> DESCRIPTION OF THE TASK
Begin at the line containing "Crossing-audit request: pin the car side mirror" and copy exactly through the last line of the listing, skipping every picture.

---------- DATA LINES

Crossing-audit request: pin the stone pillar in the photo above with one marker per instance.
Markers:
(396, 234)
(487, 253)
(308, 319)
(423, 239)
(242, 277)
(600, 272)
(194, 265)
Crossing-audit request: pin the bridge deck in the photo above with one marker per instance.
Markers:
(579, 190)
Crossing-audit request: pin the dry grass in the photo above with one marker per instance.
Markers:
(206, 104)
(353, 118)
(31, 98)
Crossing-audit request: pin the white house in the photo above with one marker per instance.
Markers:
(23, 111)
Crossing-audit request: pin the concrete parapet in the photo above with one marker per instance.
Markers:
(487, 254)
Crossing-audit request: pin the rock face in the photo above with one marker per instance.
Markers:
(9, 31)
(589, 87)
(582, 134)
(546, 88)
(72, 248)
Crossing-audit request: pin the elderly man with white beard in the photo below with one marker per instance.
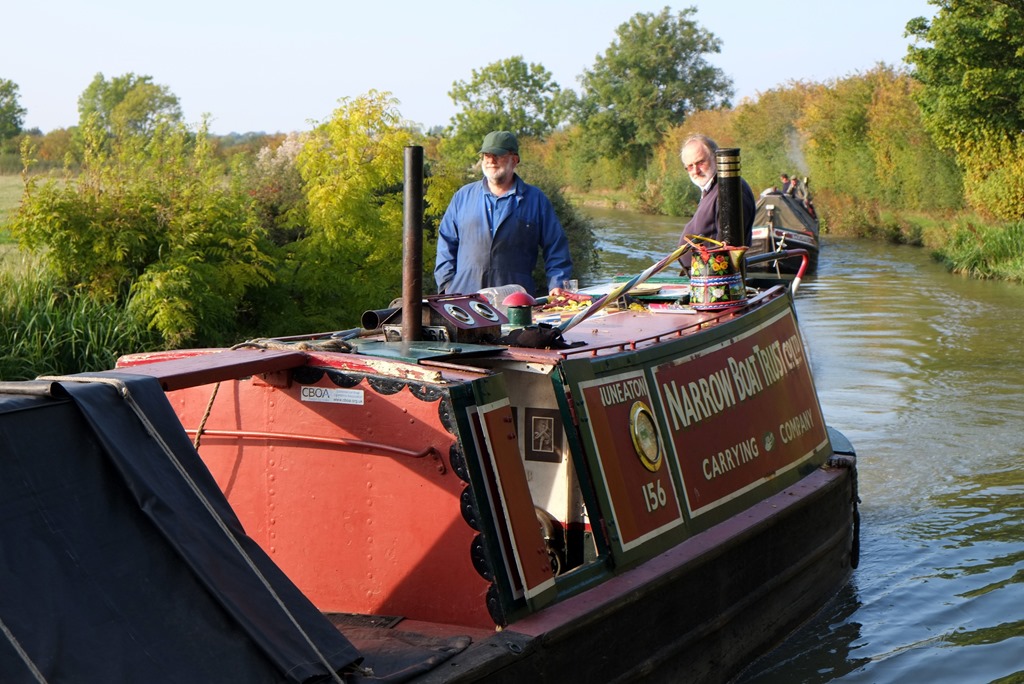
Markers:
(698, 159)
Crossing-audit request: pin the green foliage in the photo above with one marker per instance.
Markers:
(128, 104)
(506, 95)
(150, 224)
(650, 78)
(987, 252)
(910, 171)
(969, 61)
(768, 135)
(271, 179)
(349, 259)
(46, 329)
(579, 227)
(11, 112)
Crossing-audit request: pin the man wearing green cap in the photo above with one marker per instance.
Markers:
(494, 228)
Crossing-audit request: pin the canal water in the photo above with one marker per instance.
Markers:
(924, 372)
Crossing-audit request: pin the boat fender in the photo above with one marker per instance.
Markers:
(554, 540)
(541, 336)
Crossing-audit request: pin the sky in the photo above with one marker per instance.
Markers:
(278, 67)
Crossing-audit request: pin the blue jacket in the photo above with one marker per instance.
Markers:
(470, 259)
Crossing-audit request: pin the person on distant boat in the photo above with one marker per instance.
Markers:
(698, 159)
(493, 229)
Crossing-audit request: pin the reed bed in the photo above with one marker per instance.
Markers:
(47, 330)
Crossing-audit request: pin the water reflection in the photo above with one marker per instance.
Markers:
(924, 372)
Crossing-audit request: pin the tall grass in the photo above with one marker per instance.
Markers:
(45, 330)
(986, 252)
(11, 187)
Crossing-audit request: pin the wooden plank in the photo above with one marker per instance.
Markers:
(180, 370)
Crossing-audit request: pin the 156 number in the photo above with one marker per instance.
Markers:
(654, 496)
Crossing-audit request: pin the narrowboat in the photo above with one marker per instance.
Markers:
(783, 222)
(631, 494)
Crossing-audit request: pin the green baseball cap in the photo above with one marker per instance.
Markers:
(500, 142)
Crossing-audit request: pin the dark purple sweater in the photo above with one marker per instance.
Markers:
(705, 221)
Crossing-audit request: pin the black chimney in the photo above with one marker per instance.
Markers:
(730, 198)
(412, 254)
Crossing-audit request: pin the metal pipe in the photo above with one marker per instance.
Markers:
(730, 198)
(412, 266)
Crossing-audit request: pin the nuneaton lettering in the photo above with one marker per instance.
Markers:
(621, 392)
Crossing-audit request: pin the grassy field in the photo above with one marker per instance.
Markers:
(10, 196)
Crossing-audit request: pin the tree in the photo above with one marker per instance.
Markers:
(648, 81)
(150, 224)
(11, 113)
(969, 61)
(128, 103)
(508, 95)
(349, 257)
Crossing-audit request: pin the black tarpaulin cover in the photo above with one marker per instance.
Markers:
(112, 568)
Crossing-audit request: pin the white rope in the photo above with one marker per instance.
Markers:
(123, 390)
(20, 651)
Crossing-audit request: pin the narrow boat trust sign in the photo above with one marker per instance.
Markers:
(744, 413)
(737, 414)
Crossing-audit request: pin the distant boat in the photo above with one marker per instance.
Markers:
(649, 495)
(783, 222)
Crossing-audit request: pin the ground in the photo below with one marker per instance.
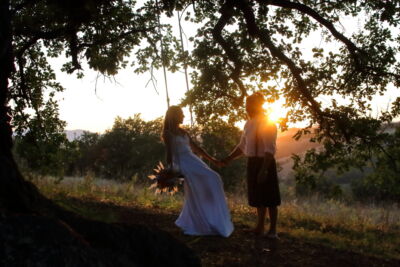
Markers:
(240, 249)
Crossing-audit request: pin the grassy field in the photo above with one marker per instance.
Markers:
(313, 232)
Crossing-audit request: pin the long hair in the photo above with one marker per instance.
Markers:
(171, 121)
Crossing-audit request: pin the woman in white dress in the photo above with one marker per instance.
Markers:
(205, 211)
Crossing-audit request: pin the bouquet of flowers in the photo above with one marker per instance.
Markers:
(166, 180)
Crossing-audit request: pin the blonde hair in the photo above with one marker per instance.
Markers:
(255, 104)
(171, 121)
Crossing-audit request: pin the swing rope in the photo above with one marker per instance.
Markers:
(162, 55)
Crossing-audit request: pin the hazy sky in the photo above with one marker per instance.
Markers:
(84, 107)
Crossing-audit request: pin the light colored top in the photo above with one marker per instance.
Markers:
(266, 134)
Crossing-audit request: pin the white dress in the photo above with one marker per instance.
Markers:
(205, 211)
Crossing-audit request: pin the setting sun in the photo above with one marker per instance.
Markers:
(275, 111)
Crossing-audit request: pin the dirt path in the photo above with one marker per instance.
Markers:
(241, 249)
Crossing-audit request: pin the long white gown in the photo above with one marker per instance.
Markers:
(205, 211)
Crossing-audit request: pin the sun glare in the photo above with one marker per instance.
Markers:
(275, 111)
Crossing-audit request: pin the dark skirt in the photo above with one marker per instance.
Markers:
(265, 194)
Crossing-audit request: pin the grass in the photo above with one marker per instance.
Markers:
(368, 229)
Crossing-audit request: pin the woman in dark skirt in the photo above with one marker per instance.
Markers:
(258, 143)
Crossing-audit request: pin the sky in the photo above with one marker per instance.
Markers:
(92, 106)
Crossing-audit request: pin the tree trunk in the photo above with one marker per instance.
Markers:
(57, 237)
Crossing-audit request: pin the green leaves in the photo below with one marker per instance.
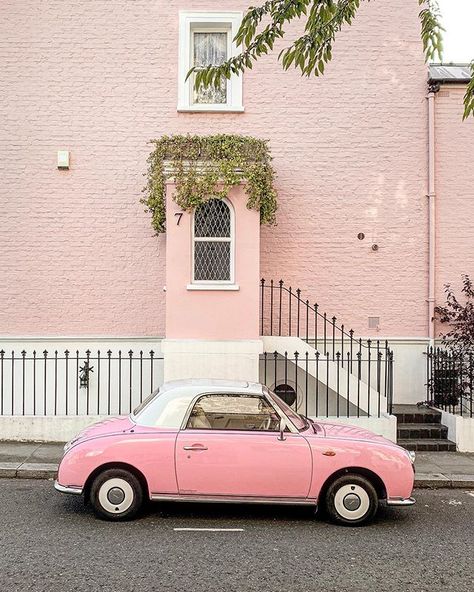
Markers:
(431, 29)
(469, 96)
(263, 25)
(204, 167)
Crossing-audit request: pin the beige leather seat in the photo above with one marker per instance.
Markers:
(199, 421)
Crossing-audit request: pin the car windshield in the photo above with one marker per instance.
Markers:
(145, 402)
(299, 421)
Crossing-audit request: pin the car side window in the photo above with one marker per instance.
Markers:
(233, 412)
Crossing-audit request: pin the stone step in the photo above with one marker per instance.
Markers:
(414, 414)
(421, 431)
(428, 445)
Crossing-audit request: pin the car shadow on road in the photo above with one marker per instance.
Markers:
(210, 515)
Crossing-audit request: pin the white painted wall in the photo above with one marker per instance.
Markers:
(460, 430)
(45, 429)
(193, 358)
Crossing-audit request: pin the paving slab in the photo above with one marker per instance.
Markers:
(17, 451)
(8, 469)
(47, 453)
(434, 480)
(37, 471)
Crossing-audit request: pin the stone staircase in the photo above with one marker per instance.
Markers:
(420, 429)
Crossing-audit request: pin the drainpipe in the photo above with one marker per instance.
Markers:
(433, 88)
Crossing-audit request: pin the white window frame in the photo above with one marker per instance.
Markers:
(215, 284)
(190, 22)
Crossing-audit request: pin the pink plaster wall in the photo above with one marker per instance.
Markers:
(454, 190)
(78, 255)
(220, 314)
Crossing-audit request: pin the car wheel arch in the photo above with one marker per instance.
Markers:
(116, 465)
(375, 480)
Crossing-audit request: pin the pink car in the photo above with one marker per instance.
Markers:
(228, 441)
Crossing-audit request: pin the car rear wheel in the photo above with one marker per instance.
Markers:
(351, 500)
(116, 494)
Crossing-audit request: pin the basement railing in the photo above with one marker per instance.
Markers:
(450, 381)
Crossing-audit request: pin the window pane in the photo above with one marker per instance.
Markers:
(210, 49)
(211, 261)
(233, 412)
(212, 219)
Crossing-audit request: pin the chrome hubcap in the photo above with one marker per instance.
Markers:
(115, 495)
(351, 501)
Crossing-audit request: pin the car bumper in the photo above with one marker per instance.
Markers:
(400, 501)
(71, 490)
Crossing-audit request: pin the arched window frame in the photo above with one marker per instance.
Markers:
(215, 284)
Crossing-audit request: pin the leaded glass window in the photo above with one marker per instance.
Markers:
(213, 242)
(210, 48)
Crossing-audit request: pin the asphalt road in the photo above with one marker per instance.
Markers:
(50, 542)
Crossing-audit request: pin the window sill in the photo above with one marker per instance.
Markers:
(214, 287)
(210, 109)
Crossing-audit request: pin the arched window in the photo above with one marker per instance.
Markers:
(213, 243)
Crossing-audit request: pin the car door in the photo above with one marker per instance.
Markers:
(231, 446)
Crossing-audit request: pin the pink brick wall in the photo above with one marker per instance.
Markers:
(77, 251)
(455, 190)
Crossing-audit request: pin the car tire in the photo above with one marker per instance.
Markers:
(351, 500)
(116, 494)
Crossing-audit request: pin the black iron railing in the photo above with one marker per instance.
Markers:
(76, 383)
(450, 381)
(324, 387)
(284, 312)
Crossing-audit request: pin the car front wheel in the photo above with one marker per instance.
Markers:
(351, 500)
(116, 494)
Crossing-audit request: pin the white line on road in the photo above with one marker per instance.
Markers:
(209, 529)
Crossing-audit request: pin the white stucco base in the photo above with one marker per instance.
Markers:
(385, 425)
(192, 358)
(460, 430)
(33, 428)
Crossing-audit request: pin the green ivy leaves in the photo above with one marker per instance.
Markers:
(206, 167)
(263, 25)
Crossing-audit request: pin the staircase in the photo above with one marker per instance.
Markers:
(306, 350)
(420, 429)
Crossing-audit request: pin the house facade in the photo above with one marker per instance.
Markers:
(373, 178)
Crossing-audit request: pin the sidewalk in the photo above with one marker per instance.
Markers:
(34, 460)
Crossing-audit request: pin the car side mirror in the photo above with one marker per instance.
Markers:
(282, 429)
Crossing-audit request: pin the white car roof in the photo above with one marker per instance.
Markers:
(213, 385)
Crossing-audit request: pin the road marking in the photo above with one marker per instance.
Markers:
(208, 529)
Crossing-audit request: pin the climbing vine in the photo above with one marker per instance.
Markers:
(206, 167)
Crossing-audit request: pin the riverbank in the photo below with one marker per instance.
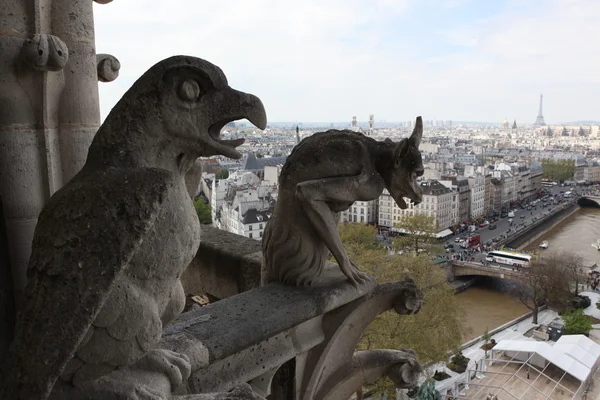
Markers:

--------------------

> FINISHED ANSWER
Crossing-audit request: pin the car side mirror in the photo above with one marker per instance.
Markers:
(282, 429)
Crossing-audit request: pin the white car roof in the photo above with one marker per instance.
Markers:
(213, 385)
Crossing-audit request: pin the road marking in the photo above with one marker per instance.
Markers:
(208, 529)
Crossing-audit request: pin the climbing vine in the photo above with one marker per instance.
Markers:
(206, 167)
Crossing-audit request: pin the riverbank in the photo below with one marker per instance.
Markers:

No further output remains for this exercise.